• [CHALLENGE 1] Rewrite the part of the text on Max Gladstone that begins with "Gladstone is a" and ends after "starting in 2018.", putting "Yunnan" in place of "Anhui".
• [CHALLENGE 2]
Answer these questions from the text on Max Gladstone.
(a) Which university did Gladstone graduate from?
(b) Which publisher released Three Parts Dead?
(c) How many episodes did the first season of Bookburners have?

Start of TEXT PROVIDED

Max Gladstone (born May 28, 1984) is an American fantasy author. He is best known for his 2012 debut novel Three Parts Dead, which is part of The Craft Sequence, his urban fantasy serial Bookburners, and for co-writing This Is How You Lose the Time War.

Gladstone is a graduate of Yale University, where he studied Chinese.  He has worked in China, including as a teacher in a rural area of Anhui from 2006 to 2008, and as a translator for a car magazine. In 2013, Gladstone was a finalist for the 2012 John W. Campbell Award for Best New Writer.

Career

The Craft Sequence 
Gladstone's first novel, Three Parts Dead, was published by Tor Books on October 2, 2012, to positive reception. It was followed by Two Serpents Rise in 2013, Full Fathom Five in 2014, Last First Snow in 2015, and Four Roads Cross in 2016, all part of his Craft Sequence. Publication of the Craft Sequence has moved to Tor.com. The sixth novel, Ruin of Angels, was published by Tor.com in 2017. It will be followed by both novels and novella-length works starting in 2018.

Serial Box Publishing 
In September 2015, Serial Box Publishing launched Bookburners, a weekly urban fantasy serial created by Gladstone, and written by a team of authors consisting of himself, Margaret Dunlap, Mur Lafferty, and Brian Francis Slattery. The first season ran from September to December 2015 for 16 episodes: Gladstone wrote the pilot as well as episodes 7, 11, and 16. In January 2016, Serial Box renewed Bookburners for a second season, set to premiere in Summer 2016.

Gladstone's newest serial, The Witch Who Came in from the Cold, co-created with Lindsay Smith, launched in January 2016 from Serial Box. The serial, written by Gladstone, Smith, Cassandra Rose Clarke, Ian Tregillis, and Michael Swanwick, is a Cold War supernatural spy thriller set in the 1970s. The first season is set to run for 13 episodes. Simon and Schuster's Saga Press imprint released print collections of the first season of Bookburners in January 2017. A collection of season one of The Witch Who Came in From the Cold will be published in June 2017.

Other work 
Gladstone is to write a Pathfinder Roleplaying Game tie-in novel for Paizo Publishing. Since 2016 he is also part of the team of writers working on George R. R. Martin's Wild Cards anthology series. The Highway Kind, a fantasy road trip novel, was announced for publication in 2018 by Tor Books but has not yet seen print. Gladstone's novel Empress of Forever, a space opera, was published in 2019.

End of TEXT PROVIDED
Start of RECORDS PROVIDED

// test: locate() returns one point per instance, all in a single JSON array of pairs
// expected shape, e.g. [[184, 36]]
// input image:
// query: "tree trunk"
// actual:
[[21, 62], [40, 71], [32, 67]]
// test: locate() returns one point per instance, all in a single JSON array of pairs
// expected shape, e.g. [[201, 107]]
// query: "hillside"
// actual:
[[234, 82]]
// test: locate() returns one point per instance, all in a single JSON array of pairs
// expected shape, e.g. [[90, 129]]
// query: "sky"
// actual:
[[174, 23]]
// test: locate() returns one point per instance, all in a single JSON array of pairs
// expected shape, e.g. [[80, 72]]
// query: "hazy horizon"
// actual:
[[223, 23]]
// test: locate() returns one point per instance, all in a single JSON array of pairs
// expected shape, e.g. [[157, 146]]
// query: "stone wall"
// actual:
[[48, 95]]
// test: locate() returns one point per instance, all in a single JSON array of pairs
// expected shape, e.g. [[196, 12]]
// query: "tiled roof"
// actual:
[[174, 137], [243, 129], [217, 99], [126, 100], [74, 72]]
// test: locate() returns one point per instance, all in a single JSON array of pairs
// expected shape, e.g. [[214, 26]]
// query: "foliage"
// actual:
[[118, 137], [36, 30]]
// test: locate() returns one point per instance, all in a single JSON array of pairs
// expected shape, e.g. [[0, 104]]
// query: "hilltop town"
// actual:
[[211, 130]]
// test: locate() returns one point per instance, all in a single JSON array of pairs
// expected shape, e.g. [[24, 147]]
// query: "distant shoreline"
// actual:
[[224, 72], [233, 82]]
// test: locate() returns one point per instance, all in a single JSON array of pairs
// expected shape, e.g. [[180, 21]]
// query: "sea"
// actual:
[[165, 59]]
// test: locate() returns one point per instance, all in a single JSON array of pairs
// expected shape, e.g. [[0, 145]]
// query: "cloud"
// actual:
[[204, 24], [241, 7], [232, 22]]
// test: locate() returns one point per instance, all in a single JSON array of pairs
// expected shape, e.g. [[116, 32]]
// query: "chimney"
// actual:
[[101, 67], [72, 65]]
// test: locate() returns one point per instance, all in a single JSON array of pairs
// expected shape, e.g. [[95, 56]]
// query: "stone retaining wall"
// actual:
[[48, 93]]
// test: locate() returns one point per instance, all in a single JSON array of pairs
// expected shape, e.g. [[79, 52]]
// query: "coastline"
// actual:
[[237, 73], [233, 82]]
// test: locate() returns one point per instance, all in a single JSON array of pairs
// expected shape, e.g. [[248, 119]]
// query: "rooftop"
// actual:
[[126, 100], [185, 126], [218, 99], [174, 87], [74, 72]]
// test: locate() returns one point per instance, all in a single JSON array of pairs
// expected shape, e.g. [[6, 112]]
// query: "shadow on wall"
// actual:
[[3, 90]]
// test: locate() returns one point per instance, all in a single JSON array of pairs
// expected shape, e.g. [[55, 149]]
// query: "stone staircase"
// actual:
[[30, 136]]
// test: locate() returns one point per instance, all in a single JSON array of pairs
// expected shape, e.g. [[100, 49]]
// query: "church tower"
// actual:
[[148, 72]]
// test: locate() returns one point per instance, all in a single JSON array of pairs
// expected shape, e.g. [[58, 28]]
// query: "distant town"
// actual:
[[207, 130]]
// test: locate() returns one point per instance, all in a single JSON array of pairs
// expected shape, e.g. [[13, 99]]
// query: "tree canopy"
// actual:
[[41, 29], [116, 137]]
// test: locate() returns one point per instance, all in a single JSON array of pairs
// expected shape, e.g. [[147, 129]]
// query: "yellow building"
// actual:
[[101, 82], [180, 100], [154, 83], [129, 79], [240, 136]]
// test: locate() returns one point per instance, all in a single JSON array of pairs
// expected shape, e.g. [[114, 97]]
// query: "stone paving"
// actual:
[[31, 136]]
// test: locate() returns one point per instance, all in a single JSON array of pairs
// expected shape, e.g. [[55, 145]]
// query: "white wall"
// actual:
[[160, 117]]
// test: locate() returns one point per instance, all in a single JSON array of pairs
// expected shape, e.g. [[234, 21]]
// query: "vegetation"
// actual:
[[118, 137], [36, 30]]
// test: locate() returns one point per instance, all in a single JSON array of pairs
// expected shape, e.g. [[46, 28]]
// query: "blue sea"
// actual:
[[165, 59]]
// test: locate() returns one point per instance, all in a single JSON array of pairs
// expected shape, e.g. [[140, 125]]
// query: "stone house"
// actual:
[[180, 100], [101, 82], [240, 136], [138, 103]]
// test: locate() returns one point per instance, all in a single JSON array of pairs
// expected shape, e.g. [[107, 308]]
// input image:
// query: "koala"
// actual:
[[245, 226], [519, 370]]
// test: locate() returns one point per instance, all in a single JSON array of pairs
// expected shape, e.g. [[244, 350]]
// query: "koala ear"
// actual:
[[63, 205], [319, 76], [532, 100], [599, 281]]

End of RECORDS PROVIDED

• [EXERCISE OUTPUT 1]
Gladstone is a graduate of Yale University, where he studied Chinese.  He has worked in China, including as a teacher in a rural area of Yunnan from 2006 to 2008, and as a translator for a car magazine. In 2013, Gladstone was a finalist for the 2012 John W. Campbell Award for Best New Writer.

Career

The Craft Sequence 
Gladstone's first novel, Three Parts Dead, was published by Tor Books on October 2, 2012, to positive reception. It was followed by Two Serpents Rise in 2013, Full Fathom Five in 2014, Last First Snow in 2015, and Four Roads Cross in 2016, all part of his Craft Sequence. Publication of the Craft Sequence has moved to Tor.com. The sixth novel, Ruin of Angels, was published by Tor.com in 2017. It will be followed by both novels and novella-length works starting in 2018.

• [EXERCISE OUTPUT 2]
(a) Yale University
(b) Tor Books
(c) 16